--- BEGIN LISTED ENTRIES ---

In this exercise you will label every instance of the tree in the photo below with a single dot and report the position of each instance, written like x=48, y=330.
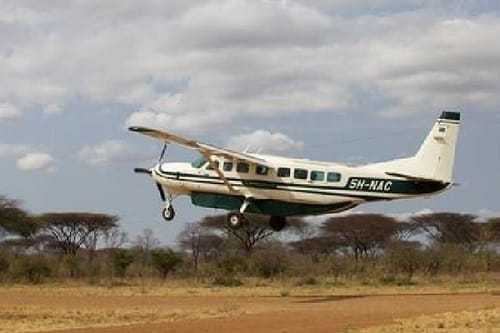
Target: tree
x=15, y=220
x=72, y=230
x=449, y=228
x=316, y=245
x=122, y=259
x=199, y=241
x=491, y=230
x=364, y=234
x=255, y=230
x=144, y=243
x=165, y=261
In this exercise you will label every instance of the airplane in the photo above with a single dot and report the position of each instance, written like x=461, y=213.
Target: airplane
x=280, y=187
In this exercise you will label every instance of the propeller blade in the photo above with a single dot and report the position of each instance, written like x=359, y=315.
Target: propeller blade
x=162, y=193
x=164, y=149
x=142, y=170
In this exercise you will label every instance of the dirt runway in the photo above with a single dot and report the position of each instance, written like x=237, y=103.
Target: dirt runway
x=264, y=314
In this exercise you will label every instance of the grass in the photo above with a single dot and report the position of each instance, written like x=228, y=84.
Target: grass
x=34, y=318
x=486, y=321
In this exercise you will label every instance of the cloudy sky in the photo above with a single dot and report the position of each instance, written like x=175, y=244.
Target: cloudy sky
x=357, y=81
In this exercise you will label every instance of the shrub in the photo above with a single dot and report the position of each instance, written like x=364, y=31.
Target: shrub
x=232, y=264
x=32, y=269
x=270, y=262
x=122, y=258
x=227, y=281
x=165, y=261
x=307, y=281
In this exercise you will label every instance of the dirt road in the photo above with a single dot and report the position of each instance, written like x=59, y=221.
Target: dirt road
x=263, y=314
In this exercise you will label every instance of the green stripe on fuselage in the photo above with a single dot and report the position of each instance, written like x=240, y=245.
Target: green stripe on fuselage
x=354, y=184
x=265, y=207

--- END LISTED ENTRIES ---
--- BEGIN LISTED ENTRIES ---

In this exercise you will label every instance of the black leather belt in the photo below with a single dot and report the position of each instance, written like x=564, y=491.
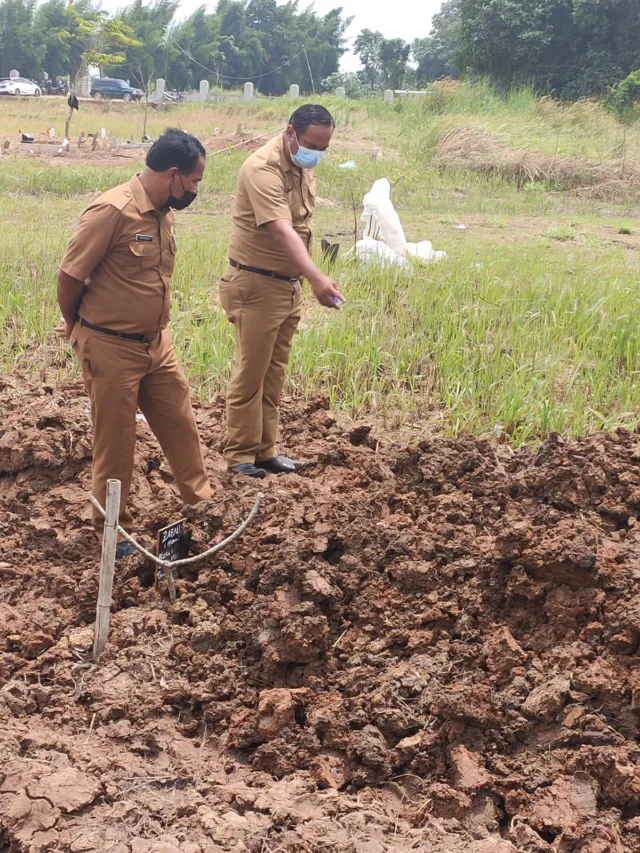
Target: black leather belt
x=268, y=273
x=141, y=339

--- END LISTED ENTRIES ---
--- BEGIN LISTED ENTRIES ---

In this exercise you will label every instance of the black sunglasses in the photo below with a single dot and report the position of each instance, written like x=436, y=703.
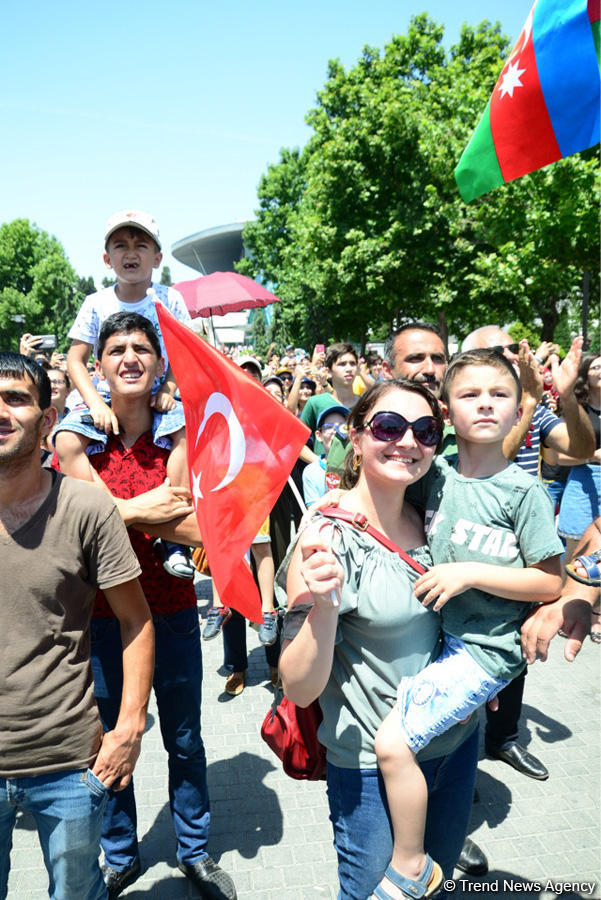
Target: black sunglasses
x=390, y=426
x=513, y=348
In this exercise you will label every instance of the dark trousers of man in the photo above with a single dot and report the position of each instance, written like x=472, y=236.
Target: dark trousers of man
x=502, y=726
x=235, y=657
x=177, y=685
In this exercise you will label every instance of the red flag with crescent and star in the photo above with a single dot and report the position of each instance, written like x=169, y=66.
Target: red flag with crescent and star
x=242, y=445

--- END LISTED ENTRIES ---

TO BE DONE: Transcribe the records word for word, from the line containing "In this exercise you will label every instance of the tree" through the line containing "x=280, y=187". Leave the pictures out.

SOLUTION TO THIS PROBLEM:
In this exercise you will label every instance of the tree in the photo below with a single dot and report the position of each instance, written like x=48, y=330.
Target: tree
x=15, y=220
x=72, y=230
x=449, y=228
x=316, y=245
x=122, y=259
x=199, y=241
x=491, y=230
x=364, y=234
x=255, y=230
x=144, y=243
x=165, y=261
In this exercise you will label every instance of the airplane in the photo above with a single dot and report the position of each instance, written like x=461, y=213.
Target: airplane
x=280, y=187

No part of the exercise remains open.